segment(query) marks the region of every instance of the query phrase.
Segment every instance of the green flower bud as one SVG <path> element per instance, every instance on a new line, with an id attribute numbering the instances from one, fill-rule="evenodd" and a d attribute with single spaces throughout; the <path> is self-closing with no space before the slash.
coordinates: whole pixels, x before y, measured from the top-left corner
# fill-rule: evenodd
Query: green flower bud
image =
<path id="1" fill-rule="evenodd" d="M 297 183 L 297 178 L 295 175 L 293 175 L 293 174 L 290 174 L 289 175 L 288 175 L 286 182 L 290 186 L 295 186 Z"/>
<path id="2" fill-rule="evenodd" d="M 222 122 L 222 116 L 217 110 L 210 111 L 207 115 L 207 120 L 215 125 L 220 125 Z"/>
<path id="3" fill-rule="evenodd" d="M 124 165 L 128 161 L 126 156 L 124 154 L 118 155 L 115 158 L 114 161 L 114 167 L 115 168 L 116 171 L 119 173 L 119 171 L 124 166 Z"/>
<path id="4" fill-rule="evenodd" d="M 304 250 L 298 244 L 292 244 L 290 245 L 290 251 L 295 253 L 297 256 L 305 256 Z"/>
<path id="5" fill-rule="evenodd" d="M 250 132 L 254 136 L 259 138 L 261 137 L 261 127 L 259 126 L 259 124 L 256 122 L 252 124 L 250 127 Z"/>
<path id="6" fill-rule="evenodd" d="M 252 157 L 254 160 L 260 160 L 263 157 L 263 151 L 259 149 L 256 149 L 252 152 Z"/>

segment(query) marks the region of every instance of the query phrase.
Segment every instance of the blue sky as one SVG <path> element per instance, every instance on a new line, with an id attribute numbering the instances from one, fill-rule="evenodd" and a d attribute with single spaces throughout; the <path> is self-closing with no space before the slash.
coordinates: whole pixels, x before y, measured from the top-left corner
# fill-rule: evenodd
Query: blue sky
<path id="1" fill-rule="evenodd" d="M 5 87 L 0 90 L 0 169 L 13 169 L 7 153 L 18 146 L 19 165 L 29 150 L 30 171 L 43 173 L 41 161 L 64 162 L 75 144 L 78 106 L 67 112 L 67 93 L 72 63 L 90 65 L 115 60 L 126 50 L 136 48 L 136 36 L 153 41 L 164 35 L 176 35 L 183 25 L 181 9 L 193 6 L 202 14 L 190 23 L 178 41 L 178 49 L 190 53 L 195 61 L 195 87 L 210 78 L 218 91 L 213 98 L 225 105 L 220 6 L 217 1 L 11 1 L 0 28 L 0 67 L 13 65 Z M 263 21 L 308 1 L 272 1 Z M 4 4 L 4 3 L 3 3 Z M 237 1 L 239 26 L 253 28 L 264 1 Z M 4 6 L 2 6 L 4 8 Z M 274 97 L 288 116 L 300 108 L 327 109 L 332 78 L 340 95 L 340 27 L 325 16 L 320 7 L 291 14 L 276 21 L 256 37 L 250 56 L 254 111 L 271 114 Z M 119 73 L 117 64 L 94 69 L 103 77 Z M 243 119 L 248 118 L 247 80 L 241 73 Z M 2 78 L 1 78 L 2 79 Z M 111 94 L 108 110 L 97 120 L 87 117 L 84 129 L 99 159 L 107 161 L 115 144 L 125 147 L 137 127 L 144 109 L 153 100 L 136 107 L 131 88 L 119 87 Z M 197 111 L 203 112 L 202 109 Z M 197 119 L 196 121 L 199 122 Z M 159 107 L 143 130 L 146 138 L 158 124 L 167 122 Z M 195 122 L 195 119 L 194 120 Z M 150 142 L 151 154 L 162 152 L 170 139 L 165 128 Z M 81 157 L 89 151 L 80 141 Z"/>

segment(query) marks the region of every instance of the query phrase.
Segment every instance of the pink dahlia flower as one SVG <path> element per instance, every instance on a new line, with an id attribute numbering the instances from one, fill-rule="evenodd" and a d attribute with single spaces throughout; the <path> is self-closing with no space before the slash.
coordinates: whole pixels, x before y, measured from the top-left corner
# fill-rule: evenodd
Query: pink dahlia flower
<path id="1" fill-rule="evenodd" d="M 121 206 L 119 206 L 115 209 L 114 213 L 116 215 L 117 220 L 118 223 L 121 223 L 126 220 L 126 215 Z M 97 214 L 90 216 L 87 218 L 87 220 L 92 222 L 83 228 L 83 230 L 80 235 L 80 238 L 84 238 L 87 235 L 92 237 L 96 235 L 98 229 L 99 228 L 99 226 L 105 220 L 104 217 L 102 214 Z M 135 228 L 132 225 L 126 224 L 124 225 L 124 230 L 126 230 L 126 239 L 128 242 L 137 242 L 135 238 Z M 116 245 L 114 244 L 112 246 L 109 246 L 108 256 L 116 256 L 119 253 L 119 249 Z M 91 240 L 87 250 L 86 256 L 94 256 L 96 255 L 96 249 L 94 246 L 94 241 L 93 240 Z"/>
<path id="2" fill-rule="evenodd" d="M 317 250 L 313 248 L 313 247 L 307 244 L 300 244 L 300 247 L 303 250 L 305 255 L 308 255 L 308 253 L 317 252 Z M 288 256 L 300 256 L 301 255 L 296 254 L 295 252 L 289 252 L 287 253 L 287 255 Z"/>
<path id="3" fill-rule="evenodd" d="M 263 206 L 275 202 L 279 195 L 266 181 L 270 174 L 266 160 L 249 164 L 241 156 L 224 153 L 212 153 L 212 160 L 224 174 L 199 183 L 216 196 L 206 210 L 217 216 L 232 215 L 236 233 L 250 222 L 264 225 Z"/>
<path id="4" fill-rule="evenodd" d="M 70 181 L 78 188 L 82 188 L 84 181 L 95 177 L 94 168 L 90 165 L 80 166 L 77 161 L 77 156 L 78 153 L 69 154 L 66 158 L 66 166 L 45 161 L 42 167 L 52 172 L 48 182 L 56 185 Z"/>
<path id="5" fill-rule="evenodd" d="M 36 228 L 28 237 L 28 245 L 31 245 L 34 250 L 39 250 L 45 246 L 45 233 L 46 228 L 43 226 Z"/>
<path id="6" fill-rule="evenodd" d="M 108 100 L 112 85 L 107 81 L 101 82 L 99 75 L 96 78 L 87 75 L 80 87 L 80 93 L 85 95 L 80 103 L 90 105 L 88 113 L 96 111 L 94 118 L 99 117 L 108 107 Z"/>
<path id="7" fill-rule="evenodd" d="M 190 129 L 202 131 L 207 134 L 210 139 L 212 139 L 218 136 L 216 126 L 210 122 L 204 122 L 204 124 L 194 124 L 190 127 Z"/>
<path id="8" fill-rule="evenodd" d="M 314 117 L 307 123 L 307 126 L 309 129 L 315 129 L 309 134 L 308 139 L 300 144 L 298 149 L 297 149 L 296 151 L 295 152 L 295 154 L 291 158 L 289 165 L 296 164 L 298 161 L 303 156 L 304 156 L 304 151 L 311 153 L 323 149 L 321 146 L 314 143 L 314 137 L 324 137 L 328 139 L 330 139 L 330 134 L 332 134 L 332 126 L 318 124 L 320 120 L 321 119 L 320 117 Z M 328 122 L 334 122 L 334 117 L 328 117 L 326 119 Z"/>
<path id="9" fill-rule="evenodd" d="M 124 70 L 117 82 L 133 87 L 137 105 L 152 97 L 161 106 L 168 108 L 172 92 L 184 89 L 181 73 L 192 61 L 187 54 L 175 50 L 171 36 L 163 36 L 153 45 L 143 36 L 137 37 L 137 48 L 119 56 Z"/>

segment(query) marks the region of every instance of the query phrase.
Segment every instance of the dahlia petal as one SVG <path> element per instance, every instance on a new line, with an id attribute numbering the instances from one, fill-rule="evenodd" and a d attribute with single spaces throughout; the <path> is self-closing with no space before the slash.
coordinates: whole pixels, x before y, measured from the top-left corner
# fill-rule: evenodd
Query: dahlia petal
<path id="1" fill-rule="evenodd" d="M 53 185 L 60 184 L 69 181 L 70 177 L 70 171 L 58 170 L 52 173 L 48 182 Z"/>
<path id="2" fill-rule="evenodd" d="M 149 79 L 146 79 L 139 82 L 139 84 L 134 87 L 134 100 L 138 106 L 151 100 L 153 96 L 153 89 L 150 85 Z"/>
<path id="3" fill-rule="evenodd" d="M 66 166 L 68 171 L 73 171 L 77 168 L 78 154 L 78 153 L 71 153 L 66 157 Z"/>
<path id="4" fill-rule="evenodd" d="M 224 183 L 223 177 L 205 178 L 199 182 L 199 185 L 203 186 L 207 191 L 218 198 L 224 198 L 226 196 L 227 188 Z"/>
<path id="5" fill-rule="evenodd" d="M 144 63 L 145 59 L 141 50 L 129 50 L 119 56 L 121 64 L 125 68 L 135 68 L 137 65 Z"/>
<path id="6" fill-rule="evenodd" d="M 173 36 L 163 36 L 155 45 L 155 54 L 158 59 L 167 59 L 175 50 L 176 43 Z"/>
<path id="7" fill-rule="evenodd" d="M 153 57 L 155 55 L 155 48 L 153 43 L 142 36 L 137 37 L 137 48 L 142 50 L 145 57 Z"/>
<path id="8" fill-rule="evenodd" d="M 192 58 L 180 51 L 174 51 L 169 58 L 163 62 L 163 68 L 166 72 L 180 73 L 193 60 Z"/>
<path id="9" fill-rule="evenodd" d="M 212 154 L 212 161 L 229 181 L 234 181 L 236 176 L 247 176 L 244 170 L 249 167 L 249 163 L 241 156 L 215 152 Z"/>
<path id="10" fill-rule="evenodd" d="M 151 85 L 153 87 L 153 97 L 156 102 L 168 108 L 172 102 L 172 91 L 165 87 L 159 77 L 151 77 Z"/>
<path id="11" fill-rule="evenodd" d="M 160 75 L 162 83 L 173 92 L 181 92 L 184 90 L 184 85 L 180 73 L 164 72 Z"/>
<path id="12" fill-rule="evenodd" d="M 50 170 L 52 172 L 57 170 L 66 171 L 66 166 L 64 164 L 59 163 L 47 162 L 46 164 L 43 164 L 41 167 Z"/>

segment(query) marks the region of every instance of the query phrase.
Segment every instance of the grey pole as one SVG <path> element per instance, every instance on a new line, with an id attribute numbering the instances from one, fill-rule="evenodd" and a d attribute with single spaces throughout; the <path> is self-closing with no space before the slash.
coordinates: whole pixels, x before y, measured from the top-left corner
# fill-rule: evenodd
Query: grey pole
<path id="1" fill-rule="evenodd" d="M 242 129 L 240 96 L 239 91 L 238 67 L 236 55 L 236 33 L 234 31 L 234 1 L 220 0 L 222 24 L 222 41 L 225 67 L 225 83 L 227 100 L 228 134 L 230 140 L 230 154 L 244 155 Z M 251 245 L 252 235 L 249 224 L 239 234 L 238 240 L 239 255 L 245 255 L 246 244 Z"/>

__INSTRUCTION__.
Update everything from the first line down to the line containing "252 157 L 254", putting "red flower bud" in place of "green flower bud" and changing nothing else. Return only those lines.

__CORRECT RESULT__.
segment(query) marks the region of every instance of the query phrase.
Segment every instance of the red flower bud as one SVG <path> element per instance, every instance on a new line, with an id attribute numbering the instances from one, fill-rule="evenodd" and a d attribute with single spaces throughout; the <path> is self-closing with no space before the slash.
coordinates: whole pixels, x before y, measured from the top-left corner
# fill-rule: evenodd
Query: red flower bud
image =
<path id="1" fill-rule="evenodd" d="M 297 183 L 297 178 L 295 175 L 293 175 L 293 174 L 290 174 L 289 175 L 288 175 L 286 182 L 290 186 L 295 186 Z"/>
<path id="2" fill-rule="evenodd" d="M 222 122 L 222 116 L 217 110 L 210 111 L 207 115 L 207 120 L 215 125 L 220 125 Z"/>
<path id="3" fill-rule="evenodd" d="M 124 165 L 128 161 L 126 156 L 124 154 L 118 155 L 115 158 L 114 161 L 114 167 L 115 168 L 116 171 L 119 173 L 119 171 L 124 166 Z"/>
<path id="4" fill-rule="evenodd" d="M 304 250 L 298 244 L 292 244 L 290 245 L 290 251 L 295 253 L 297 256 L 305 256 Z"/>
<path id="5" fill-rule="evenodd" d="M 250 132 L 254 136 L 259 138 L 261 137 L 261 127 L 259 126 L 259 124 L 256 122 L 252 124 L 250 127 Z"/>
<path id="6" fill-rule="evenodd" d="M 252 157 L 254 160 L 260 160 L 263 157 L 263 151 L 259 149 L 256 149 L 252 152 Z"/>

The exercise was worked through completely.